** INPUT DATA follows **

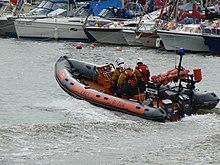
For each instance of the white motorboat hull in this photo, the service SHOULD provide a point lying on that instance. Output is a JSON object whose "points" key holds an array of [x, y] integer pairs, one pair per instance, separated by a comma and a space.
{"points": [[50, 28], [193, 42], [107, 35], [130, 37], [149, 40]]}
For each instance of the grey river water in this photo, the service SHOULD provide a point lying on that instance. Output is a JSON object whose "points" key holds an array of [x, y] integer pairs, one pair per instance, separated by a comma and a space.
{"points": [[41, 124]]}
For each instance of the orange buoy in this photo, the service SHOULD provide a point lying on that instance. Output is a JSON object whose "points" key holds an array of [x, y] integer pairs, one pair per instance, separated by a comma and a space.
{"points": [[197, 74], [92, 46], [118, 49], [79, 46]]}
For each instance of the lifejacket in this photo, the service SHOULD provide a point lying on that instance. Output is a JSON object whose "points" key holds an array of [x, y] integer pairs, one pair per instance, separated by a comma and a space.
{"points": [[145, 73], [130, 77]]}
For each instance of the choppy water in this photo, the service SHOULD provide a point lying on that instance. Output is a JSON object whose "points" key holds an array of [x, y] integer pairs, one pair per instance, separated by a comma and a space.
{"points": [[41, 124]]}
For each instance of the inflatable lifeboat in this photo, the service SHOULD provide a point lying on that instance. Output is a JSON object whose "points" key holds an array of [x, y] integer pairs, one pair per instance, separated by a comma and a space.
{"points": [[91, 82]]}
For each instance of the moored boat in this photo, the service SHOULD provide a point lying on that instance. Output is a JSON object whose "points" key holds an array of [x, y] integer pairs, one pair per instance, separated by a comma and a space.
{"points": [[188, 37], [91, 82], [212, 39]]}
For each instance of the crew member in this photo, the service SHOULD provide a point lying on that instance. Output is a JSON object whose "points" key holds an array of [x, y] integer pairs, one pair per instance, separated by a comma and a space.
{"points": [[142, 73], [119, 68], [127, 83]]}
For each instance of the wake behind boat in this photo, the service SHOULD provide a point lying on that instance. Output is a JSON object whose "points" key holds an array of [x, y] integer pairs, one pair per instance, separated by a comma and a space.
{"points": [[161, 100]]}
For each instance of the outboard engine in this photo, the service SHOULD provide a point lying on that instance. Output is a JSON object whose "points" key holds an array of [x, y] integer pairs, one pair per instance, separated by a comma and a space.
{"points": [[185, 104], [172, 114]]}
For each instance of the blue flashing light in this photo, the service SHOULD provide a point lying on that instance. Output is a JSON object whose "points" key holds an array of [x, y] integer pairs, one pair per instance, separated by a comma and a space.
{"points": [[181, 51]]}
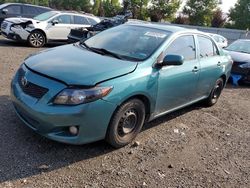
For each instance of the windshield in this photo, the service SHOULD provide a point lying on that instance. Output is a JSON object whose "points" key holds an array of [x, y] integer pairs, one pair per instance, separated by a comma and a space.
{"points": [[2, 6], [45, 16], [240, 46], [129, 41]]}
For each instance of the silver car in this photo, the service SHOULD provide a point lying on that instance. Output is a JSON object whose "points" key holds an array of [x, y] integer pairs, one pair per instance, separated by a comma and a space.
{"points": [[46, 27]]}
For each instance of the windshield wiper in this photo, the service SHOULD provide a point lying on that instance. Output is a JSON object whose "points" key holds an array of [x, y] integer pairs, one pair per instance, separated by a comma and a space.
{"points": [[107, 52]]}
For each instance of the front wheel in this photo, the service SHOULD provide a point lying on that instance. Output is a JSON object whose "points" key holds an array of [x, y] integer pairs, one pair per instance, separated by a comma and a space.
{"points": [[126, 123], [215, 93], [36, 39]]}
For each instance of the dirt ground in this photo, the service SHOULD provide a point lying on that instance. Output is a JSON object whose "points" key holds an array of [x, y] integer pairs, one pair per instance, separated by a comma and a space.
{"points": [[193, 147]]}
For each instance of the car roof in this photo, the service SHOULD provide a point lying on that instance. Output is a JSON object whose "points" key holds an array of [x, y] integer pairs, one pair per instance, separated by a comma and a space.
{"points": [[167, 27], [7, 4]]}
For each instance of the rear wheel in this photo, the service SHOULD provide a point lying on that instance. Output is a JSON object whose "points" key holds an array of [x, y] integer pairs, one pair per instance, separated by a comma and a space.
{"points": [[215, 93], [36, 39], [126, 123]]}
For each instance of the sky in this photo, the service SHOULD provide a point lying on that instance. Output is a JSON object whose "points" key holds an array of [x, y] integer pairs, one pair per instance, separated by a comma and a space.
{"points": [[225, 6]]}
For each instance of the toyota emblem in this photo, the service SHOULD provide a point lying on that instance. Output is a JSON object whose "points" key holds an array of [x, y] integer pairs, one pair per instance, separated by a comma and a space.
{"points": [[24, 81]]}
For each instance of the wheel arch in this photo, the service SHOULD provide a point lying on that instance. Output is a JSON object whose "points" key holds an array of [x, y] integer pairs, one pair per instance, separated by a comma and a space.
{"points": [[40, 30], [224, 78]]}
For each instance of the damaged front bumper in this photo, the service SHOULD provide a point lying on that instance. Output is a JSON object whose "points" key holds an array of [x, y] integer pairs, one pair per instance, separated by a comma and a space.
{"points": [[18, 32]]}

** End of INPUT DATA **

Pictures are to be left out; the records above must be repeated word for word.

For each instance of the white motorboat hull in this photo, the service SHOULD provide a point lying on that instance. Output is a JSON object whose "points" key holds an array of [x, y] integer pairs, one pair per instance, separated by a comma and a space.
{"points": [[50, 28], [193, 42], [107, 35], [130, 37], [149, 40]]}
For each instance of the grey river water in this photo, the service SHOULD provide a point lying on that instance. Output is a JSON object whose "points" key holds an array of [x, y] integer pairs, one pair per instance, separated by a comma and a space.
{"points": [[41, 124]]}
For each instance of the orange buoy in this photo, the service SHOULD provide a point lying on that instance. Output is a JSON object whose "points" key holds an array of [x, y] integer pairs, one pair per instance, separated by a comma and a space.
{"points": [[197, 74], [92, 46], [118, 49], [79, 46]]}
For each instance of the lifejacket in this photo, the service SHOULD provide a point lying on that instance. Output is a JSON object whose "points" key holds an array of [x, y] integer pairs, one pair per instance, separated by a comma and a space.
{"points": [[145, 73], [130, 77]]}
For each instance of the choppy water in this photo, the service SHOULD provide a point lying on that instance. Output is a JSON object whose "points" key holds an array of [x, y] integer pairs, one pair per instance, separated by a comma and a space.
{"points": [[41, 124]]}
For each instance of the inflatable lifeboat in this photo, the service SHOULD provide a point lying on that instance. Output is a JSON object whose "points" key holds an array of [x, y] integer pairs, one pair per instance, separated by a comma and a space.
{"points": [[91, 82]]}
For each instance of the moored boat in this photo, the service SHOULD provide a point lying on that instance. Output is a JSON object whose "points" key holds an array of [x, y] integer pairs, one pair per instance, separated by a comma and a space.
{"points": [[188, 37], [91, 82], [212, 39]]}
For each instance of the crew member in this photo, the service SHOULD provide a point lying on that instance. Output is a JSON object whose "points" key holds an array of [x, y] integer pairs, one pair per instance, separated by a comma and a space.
{"points": [[142, 73], [119, 68], [127, 83]]}
For each instance of the wake behind boat in this photo, the service SHOULD provide a point lying on that instance. Output is a JSON object whose "points" key holds an array of [x, y] integer pairs, one pair per instance, separated by a comma and a space.
{"points": [[161, 100]]}
For each instance of the outboard engine in this photo, the service SHOULD provide a point lying on that instance. Output is a JSON object whose "points" key holds an array of [x, y] integer pairs, one pair per instance, separated by a comma and a space.
{"points": [[185, 104], [172, 114]]}
For each instance of the blue flashing light in this photo, the service SHOULD provide a point lying on that instance. Output is a JSON object whose "points" key holds an array of [x, y] integer pairs, one pair per instance, separated by a comma and a space.
{"points": [[181, 51]]}
For each instance of the windshield in this photo, the service SHOULD provide a point lying on that instance. Output is a JSON object whose "points" key holds an array of [x, y] integer pairs, one pair per instance, separated by a comma and a space.
{"points": [[2, 6], [45, 16], [240, 46], [129, 41]]}
For each instance of the silver car in this photo, the service SHOULD provide a point lying on that instance. Output is a JSON object whose "points" key holds an array of [x, y] integer pairs, one pair per instance, separated by a comma and a space.
{"points": [[46, 27]]}
For each instance of the windshield wiper in this photo, the service SHOULD provide a point lying on that instance. Output is a JSON object whose "points" key holds an array of [x, y] integer pairs, one pair per instance, separated by a comma and a space.
{"points": [[107, 52]]}
For each instance of the front wheel in this photo, the service SHOULD provide a point lying on that instance. Output is a JSON object whose "points" key holds an array of [x, y] integer pairs, one pair per instance, separated by a comma and a space.
{"points": [[126, 123], [215, 93], [36, 39]]}
For each instance of the dirt ground in this photo, the service SHOULD provide a point lying on that instance. Output is a JSON object whose "points" key holds an array of [x, y] integer pairs, one pair per instance, separated by a comma and a space.
{"points": [[193, 147]]}
For each instance of the car roof in this photo, the service SHOULD provide a point lying on that instance. Output is a JSON object whose "points" key holds an array of [x, y] integer pairs, one pair per instance, separated by a comma and a space.
{"points": [[167, 27], [7, 4]]}
For each instance of the rear wheel in this photo, the service SHOULD provide a point lying on that instance. Output is a JSON object whose "points" key holds an array of [x, y] integer pairs, one pair per instance, separated by a comma and a space.
{"points": [[215, 93], [36, 39], [126, 123]]}
For each instance of the sky in this photo, the service SHOULD provide a point lying on that instance. Output is a JSON object whose "points" key holds an array of [x, y] integer pairs, one pair per instance, separated by a comma and a space.
{"points": [[225, 6]]}
For each instance of the toyota emblem in this photo, the service SHOULD provide a point lying on that instance. Output is a JSON object whose "points" key holds an array of [x, y] integer pairs, one pair per instance, separated by a comma and a space.
{"points": [[24, 81]]}
For each instance of the wheel arch in this photo, the service SHOULD provide a point lying on that instance. Output is a JSON object whose "points" key holds an array of [x, y] integer pairs, one pair per instance, separated by a comma and a space.
{"points": [[40, 30], [224, 78]]}
For each instance of the damaged front bumper in this photo, the service SHOULD provide a point lying on that instance. Output is a JSON object whose "points" key holds an array of [x, y] integer pairs, one pair per instance, separated by a comma and a space.
{"points": [[18, 32]]}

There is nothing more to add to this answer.